— start ENTRIES SHOWN —
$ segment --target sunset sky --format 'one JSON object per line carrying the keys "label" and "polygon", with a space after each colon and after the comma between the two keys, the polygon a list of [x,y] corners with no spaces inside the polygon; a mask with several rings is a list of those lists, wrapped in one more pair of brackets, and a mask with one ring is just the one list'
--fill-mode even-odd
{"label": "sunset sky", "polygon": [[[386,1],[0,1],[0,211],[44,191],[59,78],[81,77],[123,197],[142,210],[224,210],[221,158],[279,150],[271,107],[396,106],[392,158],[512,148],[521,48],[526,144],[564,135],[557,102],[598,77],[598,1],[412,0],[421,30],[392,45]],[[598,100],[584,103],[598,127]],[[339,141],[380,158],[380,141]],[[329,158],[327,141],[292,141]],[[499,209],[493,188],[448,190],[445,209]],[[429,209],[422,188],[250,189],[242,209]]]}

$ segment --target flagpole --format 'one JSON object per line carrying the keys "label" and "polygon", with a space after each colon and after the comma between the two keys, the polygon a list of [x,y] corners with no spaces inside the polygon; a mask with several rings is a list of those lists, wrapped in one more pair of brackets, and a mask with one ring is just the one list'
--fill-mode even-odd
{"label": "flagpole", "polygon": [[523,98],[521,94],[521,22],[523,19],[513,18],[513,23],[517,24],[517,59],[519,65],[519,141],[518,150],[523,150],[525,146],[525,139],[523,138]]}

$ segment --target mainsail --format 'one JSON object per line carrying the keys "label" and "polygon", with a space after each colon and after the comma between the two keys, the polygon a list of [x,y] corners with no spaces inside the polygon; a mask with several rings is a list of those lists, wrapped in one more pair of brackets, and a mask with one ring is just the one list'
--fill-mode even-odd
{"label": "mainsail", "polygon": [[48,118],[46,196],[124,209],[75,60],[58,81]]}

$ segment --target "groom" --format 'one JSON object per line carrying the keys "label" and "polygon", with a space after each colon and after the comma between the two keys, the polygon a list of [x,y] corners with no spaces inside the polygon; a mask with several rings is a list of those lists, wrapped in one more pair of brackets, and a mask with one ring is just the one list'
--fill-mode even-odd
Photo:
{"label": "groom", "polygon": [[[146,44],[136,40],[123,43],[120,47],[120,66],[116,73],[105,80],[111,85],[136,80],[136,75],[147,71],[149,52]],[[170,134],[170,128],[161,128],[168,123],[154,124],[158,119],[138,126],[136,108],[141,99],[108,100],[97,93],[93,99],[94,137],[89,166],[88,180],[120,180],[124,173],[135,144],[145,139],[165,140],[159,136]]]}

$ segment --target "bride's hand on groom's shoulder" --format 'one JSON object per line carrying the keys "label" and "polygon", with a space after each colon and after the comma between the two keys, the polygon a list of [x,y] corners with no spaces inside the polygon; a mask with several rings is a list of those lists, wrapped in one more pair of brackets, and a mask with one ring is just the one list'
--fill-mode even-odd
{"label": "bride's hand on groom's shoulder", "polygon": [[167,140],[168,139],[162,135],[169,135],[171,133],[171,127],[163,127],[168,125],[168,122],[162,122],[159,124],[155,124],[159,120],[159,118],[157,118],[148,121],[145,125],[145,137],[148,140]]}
— end ENTRIES SHOWN —
SHORT PROBLEM ▸ Identify every line of the records that contains the string "hand", treating uppercase and lowercase as different, and copy each of those lines.

THE COMPLETED TASK ▸
$ segment --target "bride's hand on groom's shoulder" --format 'one JSON object per line carrying the keys "label" and "polygon", with a space after each colon and after the comma between the two keys, the polygon a list of [x,y] corners with no spaces inside the polygon; a mask with several rings is a list of those lists, wrapped in one more pair of brackets, and a mask with one ring is just the one list'
{"label": "bride's hand on groom's shoulder", "polygon": [[167,140],[168,139],[162,135],[169,135],[171,133],[171,127],[163,127],[168,125],[168,122],[162,122],[159,124],[155,124],[159,120],[159,118],[157,118],[148,121],[145,125],[145,137],[148,140]]}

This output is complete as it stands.